RICHIESTE ::
a) Nel brano da leggere, elenca le tre cose verso cui la crisi tende a sospingere.
b) Modifica i record sostituendo "baby's arm" con "dog's tail" e lasciando invariato tutto il resto. Non includere le immagini.

Avremmo dovuto ricordare la forte affermazione di principio di Luigi Einaudi, che scriveva nel 1918: dobbiamo "distruggere e bandire per sempre il dogma della sovranità perfetta. La verità è il vincolo, non la sovranità degli Stati... La verità è l'interdipendenza dei popoli liberi, non la loro indipendenza assoluta". E rammentare anche ciò che Fernand Braudel ha detto di questo Paese: "La Francia si chiama diversità". Ma viviamo in un'epoca in cui la crisi tende a sospingere verso la regressione, la paura e la chiusura delle porte. Sono stati evocati anche i confini. Ma non nel senso in cui impediscono la costruzione di muri, bensì in quello dell'identità nazionale che spinge ciascuno ad asserragliarsi in casa propria e a respingere chiunque bussi alla porta. Il nuovo presidente avrà molto da fare per restaurare l'immagine della Francia come terra d'asilo e patria dei diritti umani.

MATERIALE DI PARTENZA ::
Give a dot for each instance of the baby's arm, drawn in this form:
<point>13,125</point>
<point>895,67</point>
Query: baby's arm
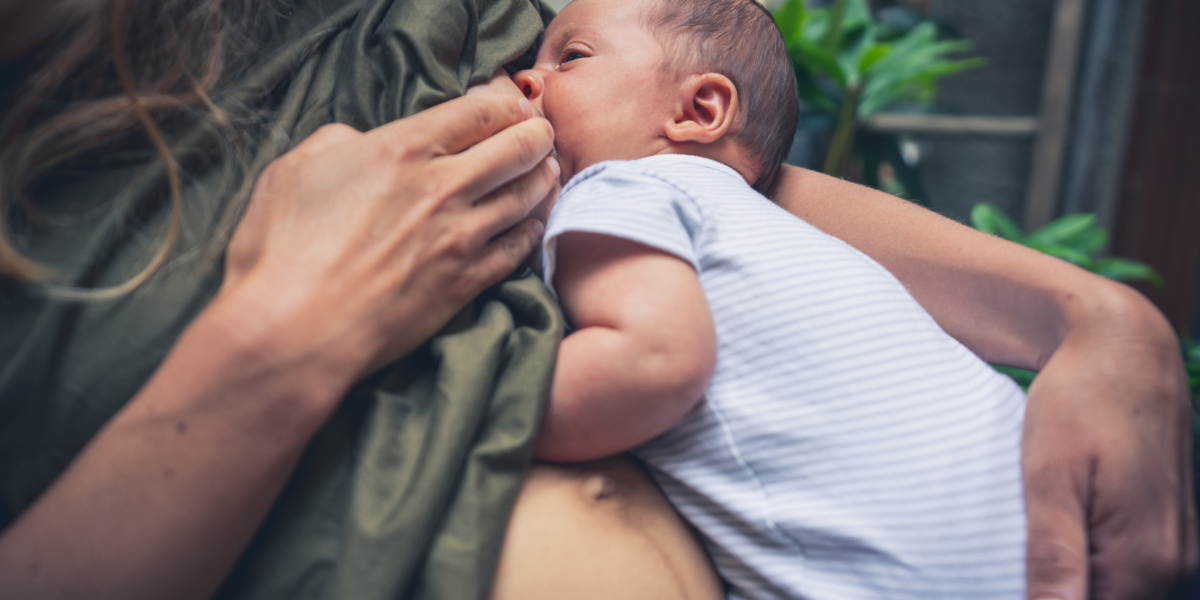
<point>642,354</point>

SOLUZIONI DELL'ESERCIZIO ::
a) la regressione, la paura, la chiusura delle porte

b)
Give a dot for each instance of the dog's tail, drawn in this form:
<point>13,125</point>
<point>895,67</point>
Query: dog's tail
<point>642,354</point>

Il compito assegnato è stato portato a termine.